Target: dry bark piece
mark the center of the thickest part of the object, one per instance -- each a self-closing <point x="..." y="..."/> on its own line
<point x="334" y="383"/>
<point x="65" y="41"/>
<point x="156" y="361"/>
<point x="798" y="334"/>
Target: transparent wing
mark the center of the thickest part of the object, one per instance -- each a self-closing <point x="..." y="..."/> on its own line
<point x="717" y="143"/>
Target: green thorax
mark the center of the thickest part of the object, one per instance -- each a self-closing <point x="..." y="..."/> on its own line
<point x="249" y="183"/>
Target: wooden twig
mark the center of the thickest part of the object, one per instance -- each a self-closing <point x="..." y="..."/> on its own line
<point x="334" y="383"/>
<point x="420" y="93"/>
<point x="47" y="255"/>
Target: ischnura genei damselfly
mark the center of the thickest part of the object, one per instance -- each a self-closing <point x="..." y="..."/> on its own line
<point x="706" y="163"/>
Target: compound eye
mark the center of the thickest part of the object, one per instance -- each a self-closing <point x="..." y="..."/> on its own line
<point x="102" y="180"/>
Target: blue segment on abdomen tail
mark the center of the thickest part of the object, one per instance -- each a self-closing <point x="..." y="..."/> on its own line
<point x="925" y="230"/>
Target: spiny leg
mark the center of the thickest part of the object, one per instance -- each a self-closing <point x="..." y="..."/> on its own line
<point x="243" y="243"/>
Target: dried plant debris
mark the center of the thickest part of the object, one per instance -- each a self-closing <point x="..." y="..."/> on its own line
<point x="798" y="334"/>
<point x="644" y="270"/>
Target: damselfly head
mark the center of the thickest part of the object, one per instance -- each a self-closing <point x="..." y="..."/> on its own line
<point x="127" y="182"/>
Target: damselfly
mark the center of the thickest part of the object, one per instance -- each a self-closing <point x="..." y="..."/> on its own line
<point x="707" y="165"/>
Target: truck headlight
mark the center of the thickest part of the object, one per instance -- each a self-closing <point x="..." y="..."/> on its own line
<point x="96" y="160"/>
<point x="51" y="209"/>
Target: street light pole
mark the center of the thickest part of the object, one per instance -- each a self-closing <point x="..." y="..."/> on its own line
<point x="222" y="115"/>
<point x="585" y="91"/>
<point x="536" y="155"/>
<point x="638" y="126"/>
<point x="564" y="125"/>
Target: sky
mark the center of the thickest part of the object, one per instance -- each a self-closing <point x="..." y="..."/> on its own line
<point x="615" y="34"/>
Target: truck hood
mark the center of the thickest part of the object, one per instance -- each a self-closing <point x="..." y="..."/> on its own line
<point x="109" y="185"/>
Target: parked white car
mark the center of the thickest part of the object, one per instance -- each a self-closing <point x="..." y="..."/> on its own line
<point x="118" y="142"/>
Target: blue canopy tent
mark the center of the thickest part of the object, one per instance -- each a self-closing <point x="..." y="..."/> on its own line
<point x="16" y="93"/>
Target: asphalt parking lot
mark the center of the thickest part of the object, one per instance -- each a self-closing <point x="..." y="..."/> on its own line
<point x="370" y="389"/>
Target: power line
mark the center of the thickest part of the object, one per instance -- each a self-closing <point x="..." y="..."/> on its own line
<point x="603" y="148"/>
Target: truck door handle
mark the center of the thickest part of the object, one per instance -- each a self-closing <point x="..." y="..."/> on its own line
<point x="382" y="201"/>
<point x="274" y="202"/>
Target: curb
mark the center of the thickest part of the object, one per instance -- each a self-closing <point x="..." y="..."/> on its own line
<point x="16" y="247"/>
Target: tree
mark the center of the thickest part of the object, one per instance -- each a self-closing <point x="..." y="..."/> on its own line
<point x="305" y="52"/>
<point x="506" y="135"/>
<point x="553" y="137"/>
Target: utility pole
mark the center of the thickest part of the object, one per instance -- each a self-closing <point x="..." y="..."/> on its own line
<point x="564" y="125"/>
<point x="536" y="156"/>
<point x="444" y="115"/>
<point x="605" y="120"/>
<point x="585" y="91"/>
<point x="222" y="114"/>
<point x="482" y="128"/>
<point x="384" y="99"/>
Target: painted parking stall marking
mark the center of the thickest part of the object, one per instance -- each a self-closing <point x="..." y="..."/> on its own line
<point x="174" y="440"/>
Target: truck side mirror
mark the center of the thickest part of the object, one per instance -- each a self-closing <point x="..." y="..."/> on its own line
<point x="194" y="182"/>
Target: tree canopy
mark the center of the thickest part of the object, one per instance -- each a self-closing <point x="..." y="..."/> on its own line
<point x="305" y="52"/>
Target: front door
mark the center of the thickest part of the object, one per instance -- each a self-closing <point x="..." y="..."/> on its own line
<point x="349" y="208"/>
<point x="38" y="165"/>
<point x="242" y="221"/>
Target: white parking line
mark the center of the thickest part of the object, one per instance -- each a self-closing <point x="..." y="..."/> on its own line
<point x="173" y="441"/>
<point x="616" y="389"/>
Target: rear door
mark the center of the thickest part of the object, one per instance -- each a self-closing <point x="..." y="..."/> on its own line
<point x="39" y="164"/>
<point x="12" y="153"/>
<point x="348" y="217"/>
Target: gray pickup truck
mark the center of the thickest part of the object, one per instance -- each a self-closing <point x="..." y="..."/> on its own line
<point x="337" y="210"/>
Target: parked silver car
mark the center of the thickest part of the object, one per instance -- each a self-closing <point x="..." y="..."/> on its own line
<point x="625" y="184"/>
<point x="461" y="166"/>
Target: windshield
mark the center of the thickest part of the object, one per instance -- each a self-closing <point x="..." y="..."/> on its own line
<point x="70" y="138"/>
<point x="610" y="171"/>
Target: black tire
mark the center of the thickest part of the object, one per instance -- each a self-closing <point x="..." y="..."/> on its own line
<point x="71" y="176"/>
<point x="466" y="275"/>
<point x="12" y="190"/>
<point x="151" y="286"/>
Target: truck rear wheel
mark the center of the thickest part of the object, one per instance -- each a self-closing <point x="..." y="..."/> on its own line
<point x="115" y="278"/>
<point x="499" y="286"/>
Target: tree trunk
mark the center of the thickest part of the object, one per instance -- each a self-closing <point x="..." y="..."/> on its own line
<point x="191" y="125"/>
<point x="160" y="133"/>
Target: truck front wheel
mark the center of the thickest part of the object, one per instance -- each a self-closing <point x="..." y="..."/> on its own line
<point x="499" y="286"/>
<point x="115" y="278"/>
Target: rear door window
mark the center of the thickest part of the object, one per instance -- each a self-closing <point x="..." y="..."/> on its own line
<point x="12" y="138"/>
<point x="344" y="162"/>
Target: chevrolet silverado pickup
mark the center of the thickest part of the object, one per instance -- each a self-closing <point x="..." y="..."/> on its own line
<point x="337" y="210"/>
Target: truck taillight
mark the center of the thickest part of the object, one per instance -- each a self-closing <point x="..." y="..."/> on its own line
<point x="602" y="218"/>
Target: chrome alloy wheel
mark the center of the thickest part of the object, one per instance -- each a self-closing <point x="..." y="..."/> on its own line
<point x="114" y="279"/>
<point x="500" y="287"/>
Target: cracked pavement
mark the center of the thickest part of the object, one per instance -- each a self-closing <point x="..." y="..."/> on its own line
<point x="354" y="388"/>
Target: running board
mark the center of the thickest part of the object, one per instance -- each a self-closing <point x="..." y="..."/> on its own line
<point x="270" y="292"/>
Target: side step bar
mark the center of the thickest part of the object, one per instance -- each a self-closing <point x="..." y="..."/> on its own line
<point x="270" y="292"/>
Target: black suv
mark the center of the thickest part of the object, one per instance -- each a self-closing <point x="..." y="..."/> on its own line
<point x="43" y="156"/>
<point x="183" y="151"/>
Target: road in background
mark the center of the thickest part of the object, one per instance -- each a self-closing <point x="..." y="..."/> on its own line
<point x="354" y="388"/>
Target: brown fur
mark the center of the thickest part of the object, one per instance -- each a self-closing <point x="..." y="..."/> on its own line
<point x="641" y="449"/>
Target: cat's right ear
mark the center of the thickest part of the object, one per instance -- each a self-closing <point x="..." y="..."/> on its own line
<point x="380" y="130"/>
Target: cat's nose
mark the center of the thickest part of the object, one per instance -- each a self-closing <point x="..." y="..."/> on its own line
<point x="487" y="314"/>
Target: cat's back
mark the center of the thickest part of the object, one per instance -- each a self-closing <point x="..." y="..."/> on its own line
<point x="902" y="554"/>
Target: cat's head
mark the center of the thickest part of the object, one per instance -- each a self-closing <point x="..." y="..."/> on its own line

▶ _WHAT THE EXERCISE ASKS_
In the records above, from the line containing "Target: cat's nose" through the end of the records, inclusive, substitute "widest" for every occurrence of "thickest", leaving all else unchanged, and give back only those lines.

▶ _TASK RESPONSE_
Target: cat's nose
mark the center of the widest part of the object, one per instance -- each a self-closing <point x="..." y="..."/> on its own line
<point x="487" y="314"/>
Target: cat's back
mark the center of the widest part of the object, one per instance -- each a self-closing <point x="..." y="..."/> on its own line
<point x="902" y="554"/>
Target: cat's head
mark the center of the widest part of the object, one per instance -- each a self-closing <point x="..." y="..."/> on its own line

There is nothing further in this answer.